## [SET TASK 1]
Please copy the records starting at the line containing "Please segment every instance of the person's" and ending at the end of the records, replacing every "outline" with "contour" and leaving all else unchanged. Omit the pictures from your answer.

A few hours south of where I live in the Basque Country, in the region of La Rioja, my parents have a house where we have spent every summer and Easter holiday I can remember. In the summer, our place in Inestrillas makes for the perfect getaway. A 5-minute stroll from the swimming pool and sitting at the foot of a 10km climb, it is perfect for both training and relaxing.
At any other time of the year however, our house is not for the faint hearted. Hidden in an almost deserted village where there isn’t so much as a shop in walking distance, our house has no heating, television or internet. To any relatives or other visitors to Inestrillas we are always careful to talk down our place before they arrive. The house is best described to people as something nearer to “posh camping” than a Spanish holiday home.

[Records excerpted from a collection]
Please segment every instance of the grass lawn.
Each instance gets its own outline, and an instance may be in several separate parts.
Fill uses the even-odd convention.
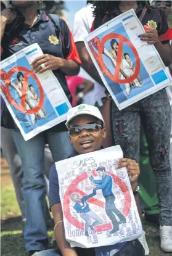
[[[1,256],[27,256],[23,241],[23,225],[6,162],[1,159]],[[3,223],[3,221],[5,220]],[[53,231],[48,231],[50,247],[55,245]]]
[[[2,159],[1,159],[2,160]],[[1,162],[1,256],[27,256],[23,241],[23,223],[17,203],[9,170],[4,160]],[[144,225],[150,256],[172,256],[163,253],[160,248],[159,231],[157,227]],[[48,230],[50,248],[55,246],[52,228]],[[88,255],[89,256],[89,255]],[[137,255],[139,256],[139,255]]]

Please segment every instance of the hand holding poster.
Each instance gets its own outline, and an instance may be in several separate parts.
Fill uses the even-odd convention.
[[[30,64],[41,55],[34,44],[1,62],[1,93],[25,141],[65,121],[71,107],[52,71],[32,72]]]
[[[65,237],[72,247],[112,246],[141,236],[126,169],[115,168],[122,157],[117,146],[55,163]]]
[[[171,81],[154,46],[138,38],[144,33],[132,9],[102,25],[84,39],[91,57],[119,110]]]

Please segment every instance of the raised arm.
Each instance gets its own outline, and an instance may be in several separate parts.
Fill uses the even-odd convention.
[[[60,27],[63,40],[63,58],[44,54],[36,58],[31,65],[35,73],[42,73],[46,70],[59,69],[65,75],[73,76],[79,73],[81,63],[70,30],[65,21],[60,19]],[[42,68],[41,64],[45,67]]]
[[[96,189],[93,189],[93,192],[92,192],[92,193],[89,194],[89,195],[88,195],[88,196],[84,196],[84,197],[82,198],[81,201],[82,201],[82,202],[85,202],[85,201],[86,201],[88,199],[89,199],[89,198],[92,197],[93,196],[96,196]]]
[[[0,22],[0,27],[1,27],[1,41],[3,38],[5,29],[6,25],[9,23],[13,20],[15,20],[16,18],[16,12],[10,9],[5,9],[1,12],[1,22]],[[2,51],[1,51],[1,53],[2,53],[3,49],[2,48]]]

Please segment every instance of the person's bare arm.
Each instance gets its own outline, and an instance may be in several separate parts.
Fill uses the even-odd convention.
[[[10,9],[5,9],[1,12],[1,42],[3,38],[6,26],[12,22],[16,18],[16,12]]]
[[[41,65],[44,64],[43,68]],[[78,75],[80,65],[74,60],[60,58],[50,54],[44,54],[35,59],[31,64],[35,73],[41,74],[47,70],[60,69],[67,76]]]
[[[76,42],[76,46],[82,62],[81,67],[94,80],[104,86],[102,80],[89,56],[84,42]]]
[[[63,220],[63,213],[61,204],[55,204],[51,208],[55,225]],[[55,228],[54,236],[57,244],[60,250],[62,256],[77,256],[74,248],[71,248],[65,236],[63,222],[60,222]]]
[[[90,80],[88,80],[87,79],[83,80],[83,84],[85,86],[82,91],[82,93],[83,93],[84,94],[94,88],[94,83]]]
[[[157,30],[147,30],[145,34],[140,35],[138,37],[141,40],[146,41],[147,44],[155,46],[166,67],[168,67],[171,64],[172,51],[170,44],[169,43],[165,44],[161,43]]]

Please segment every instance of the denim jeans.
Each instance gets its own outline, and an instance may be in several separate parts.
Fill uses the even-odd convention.
[[[93,248],[76,248],[76,251],[78,256],[96,256]],[[38,252],[36,256],[60,256],[60,254],[58,249],[52,249]],[[139,240],[136,239],[127,242],[114,256],[144,256],[144,249]]]
[[[45,250],[48,246],[46,225],[46,187],[44,180],[44,146],[49,144],[54,162],[72,154],[68,133],[46,131],[25,141],[21,133],[13,136],[22,160],[23,171],[23,193],[27,221],[24,230],[26,250]]]
[[[172,223],[172,173],[170,163],[171,110],[165,89],[119,110],[113,102],[112,123],[115,144],[124,157],[139,161],[141,123],[148,144],[155,178],[161,225]]]

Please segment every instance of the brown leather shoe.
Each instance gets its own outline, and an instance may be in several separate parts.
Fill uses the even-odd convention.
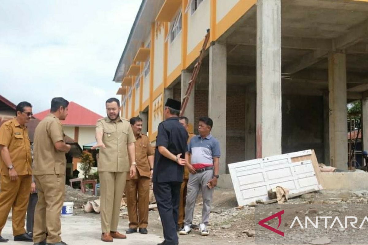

## [SET TASK 2]
According to the text about the house in Inestrillas, what three things does the house have none of?

## [TASK RESPONSE 1]
Please segment every instance of the person's bare arm.
Each instance gets its own contour, and an instance may be in several separate parts.
Fill uses the even-odd convention.
[[[10,9],[5,9],[1,12],[1,42],[3,38],[6,26],[12,22],[16,18],[16,12]]]
[[[41,65],[44,64],[43,68]],[[78,75],[80,65],[74,60],[60,58],[50,54],[44,54],[35,59],[31,64],[35,73],[41,74],[47,70],[60,69],[67,76]]]
[[[76,42],[76,46],[82,62],[81,67],[94,80],[104,86],[102,80],[89,56],[84,42]]]
[[[63,220],[63,213],[61,204],[55,204],[51,208],[55,225]],[[55,228],[54,236],[57,244],[60,250],[62,256],[77,256],[74,248],[71,248],[65,236],[63,222],[60,222]]]
[[[90,80],[88,80],[87,79],[83,80],[83,84],[85,86],[82,91],[82,93],[83,93],[84,94],[94,88],[94,83]]]
[[[157,30],[147,30],[145,34],[140,35],[138,37],[141,40],[146,41],[147,44],[155,46],[166,67],[168,67],[171,64],[172,51],[170,44],[169,43],[165,44],[161,43]]]

Please segment every instance of the denim jeans.
Each instance gets its own contour, and an instance may be in several separate parts.
Fill uses the even-odd convention.
[[[93,248],[76,248],[76,251],[78,256],[96,256]],[[38,252],[36,256],[60,256],[60,254],[58,249],[52,249]],[[139,240],[136,239],[127,242],[114,256],[144,256],[144,249]]]
[[[45,250],[48,246],[46,225],[46,187],[44,180],[44,146],[49,144],[54,162],[72,154],[68,133],[46,131],[25,141],[21,133],[13,136],[22,160],[23,171],[23,193],[27,221],[24,230],[26,250]]]
[[[172,223],[172,173],[170,163],[171,110],[165,89],[119,110],[113,102],[112,123],[115,144],[124,157],[139,161],[141,123],[148,144],[155,178],[161,225]]]

Please segment every instance of the brown leather shoe.
Each instance gets its own contour, and an instance may be in several separate parts.
Fill uses the even-odd convention.

## [TASK RESPONSE 2]
Heating, television and internet.